Some records
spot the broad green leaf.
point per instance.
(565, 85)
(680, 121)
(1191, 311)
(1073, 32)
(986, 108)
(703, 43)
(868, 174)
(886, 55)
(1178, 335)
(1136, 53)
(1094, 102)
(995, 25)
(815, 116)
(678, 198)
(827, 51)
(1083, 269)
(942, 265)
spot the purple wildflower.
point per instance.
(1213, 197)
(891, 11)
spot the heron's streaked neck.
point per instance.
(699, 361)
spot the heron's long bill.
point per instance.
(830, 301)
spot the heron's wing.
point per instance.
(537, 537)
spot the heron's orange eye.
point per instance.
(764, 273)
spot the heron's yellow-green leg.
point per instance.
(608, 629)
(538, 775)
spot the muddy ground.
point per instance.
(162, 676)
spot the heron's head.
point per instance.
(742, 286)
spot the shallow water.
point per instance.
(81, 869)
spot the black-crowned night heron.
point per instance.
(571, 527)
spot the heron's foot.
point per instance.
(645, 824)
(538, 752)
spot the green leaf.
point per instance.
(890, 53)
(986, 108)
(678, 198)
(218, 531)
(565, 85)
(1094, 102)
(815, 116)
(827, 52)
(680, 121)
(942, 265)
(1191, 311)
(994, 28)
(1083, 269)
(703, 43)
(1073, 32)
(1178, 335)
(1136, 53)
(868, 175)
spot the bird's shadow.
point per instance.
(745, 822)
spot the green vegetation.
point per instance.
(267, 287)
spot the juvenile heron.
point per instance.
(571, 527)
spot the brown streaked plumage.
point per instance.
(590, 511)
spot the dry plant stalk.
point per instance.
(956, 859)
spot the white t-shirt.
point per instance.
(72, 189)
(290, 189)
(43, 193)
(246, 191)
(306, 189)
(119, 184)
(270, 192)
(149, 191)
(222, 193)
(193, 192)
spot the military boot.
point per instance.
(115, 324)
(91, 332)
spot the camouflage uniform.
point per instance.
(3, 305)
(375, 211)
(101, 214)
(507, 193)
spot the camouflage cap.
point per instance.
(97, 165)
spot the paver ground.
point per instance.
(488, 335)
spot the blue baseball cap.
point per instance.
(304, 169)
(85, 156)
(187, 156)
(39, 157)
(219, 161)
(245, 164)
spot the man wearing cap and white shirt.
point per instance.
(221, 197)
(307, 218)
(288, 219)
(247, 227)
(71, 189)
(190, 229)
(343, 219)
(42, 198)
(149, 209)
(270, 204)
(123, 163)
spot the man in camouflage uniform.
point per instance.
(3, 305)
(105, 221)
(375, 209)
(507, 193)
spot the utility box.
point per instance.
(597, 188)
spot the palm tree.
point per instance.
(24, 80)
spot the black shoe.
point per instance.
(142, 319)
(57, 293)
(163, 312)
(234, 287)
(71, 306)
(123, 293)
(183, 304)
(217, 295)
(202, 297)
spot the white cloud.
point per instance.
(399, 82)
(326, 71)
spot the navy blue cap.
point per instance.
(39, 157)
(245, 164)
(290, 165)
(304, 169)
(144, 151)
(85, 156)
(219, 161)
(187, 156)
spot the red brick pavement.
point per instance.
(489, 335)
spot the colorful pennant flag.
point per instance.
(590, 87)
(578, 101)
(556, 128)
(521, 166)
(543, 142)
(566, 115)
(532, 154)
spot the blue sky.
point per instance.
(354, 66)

**Goal:** Copy out the material above line for line, changing nothing.

**Full output:**
spot the broad green leaf.
point per instance.
(565, 85)
(680, 121)
(1191, 311)
(1073, 32)
(986, 108)
(703, 43)
(868, 174)
(886, 55)
(1178, 335)
(1136, 53)
(1094, 102)
(995, 25)
(815, 116)
(678, 198)
(827, 51)
(1083, 269)
(942, 265)
spot the purple wildflower.
point per instance.
(1213, 197)
(891, 11)
spot the heron's streaked neck.
point per instance.
(699, 361)
spot the heron's long bill.
point per instance.
(830, 301)
spot the heron's wing.
point per instance.
(537, 537)
spot the heron's orange eye.
point per instance.
(764, 273)
spot the heron's yellow-green leg.
point per instance.
(608, 629)
(538, 775)
spot the muddy ground.
point per instance.
(162, 676)
spot the heron's head.
point per instance.
(742, 286)
spot the shallow water.
point per instance.
(81, 869)
spot the black-crowned night heron.
point per instance.
(571, 527)
spot the heron's foot.
point per instance.
(645, 824)
(538, 752)
spot the green leaf.
point per instance.
(890, 53)
(986, 108)
(678, 198)
(218, 531)
(565, 85)
(1094, 102)
(815, 116)
(827, 52)
(680, 121)
(942, 265)
(1191, 311)
(994, 28)
(1083, 269)
(703, 43)
(1073, 32)
(1178, 335)
(1136, 53)
(868, 175)
spot the bird's shadow.
point per instance.
(745, 822)
spot the green vegetation.
point per instance.
(267, 287)
spot the juvenile heron.
point per instance.
(571, 527)
spot the brown streaked plumage.
point per instance.
(590, 511)
spot the dry plant stalk.
point per instance.
(956, 859)
spot the white t-shirt.
point per instance.
(72, 189)
(290, 189)
(43, 193)
(246, 191)
(306, 189)
(119, 184)
(270, 192)
(149, 191)
(222, 193)
(193, 192)
spot the military boot.
point per instance.
(115, 324)
(91, 332)
spot the camouflage uniform.
point per instance.
(3, 305)
(375, 211)
(101, 214)
(507, 193)
spot the camouflage cap.
point per instance.
(97, 165)
spot the paver ground.
point per instance.
(488, 335)
spot the blue baseball cap.
point per instance.
(304, 169)
(85, 156)
(187, 156)
(39, 157)
(219, 161)
(245, 164)
spot the man wearing cap and white shirt.
point per instance.
(221, 197)
(307, 218)
(288, 219)
(247, 227)
(71, 189)
(190, 229)
(343, 219)
(42, 198)
(149, 209)
(270, 204)
(123, 163)
spot the man in camouflage uniform.
point per instance.
(3, 305)
(105, 221)
(375, 209)
(507, 193)
spot the utility box.
point per instance.
(597, 188)
spot the palm tree.
point per instance.
(24, 80)
spot the black shoe.
point per instance.
(142, 319)
(57, 293)
(163, 312)
(234, 287)
(71, 306)
(123, 293)
(183, 304)
(217, 295)
(202, 297)
spot the white cloud.
point per instance.
(399, 82)
(326, 71)
spot the navy blue cap.
point per instance.
(39, 157)
(245, 164)
(290, 165)
(304, 169)
(144, 151)
(85, 156)
(219, 161)
(187, 156)
spot the red brick pavement.
point per instance.
(489, 335)
spot the colorful pennant flag.
point per instance.
(590, 87)
(578, 101)
(556, 128)
(521, 166)
(543, 142)
(566, 115)
(532, 154)
spot the blue sky.
point per instance.
(354, 66)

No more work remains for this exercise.